§ **DIRECTION**
Count the lines in the rows below that contain the word "point". Reply with the number alone.

§ **RECORDS FOR THE EXERCISE**
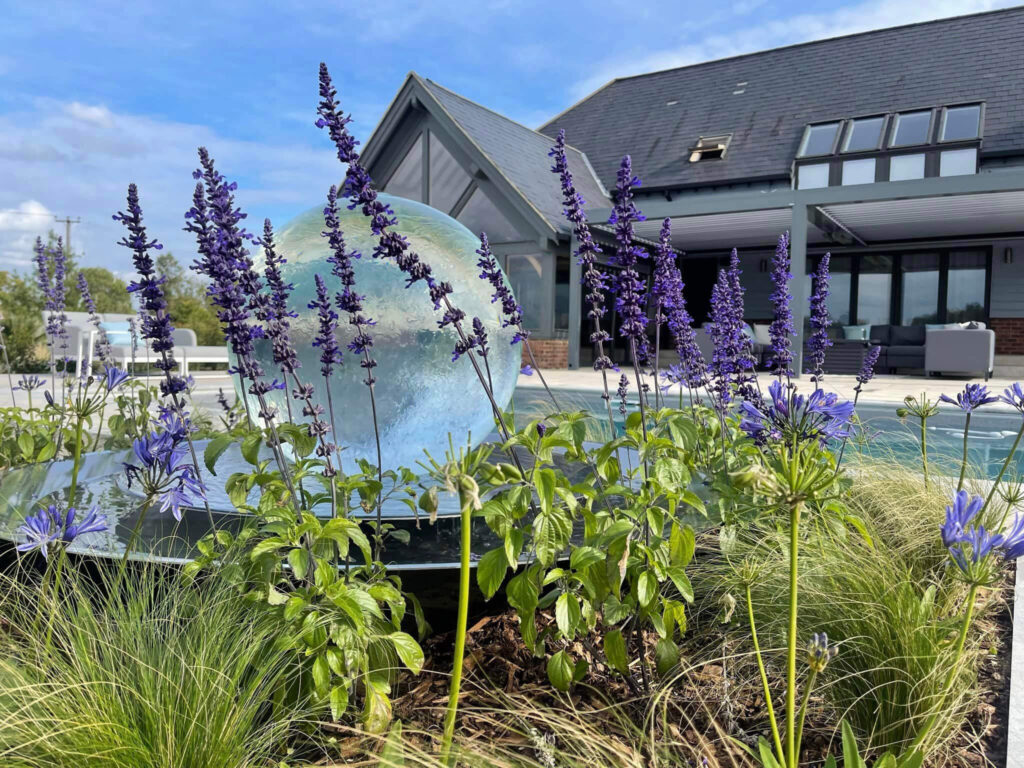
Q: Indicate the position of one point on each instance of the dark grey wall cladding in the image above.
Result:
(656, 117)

==

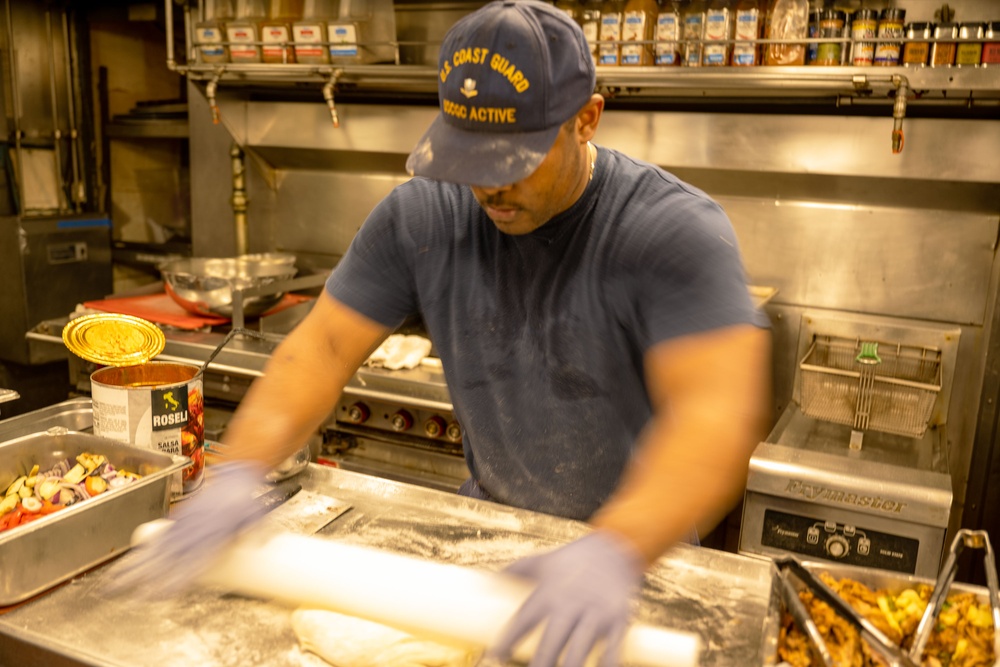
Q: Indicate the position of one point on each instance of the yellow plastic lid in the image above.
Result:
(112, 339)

§ **THE RESULT**
2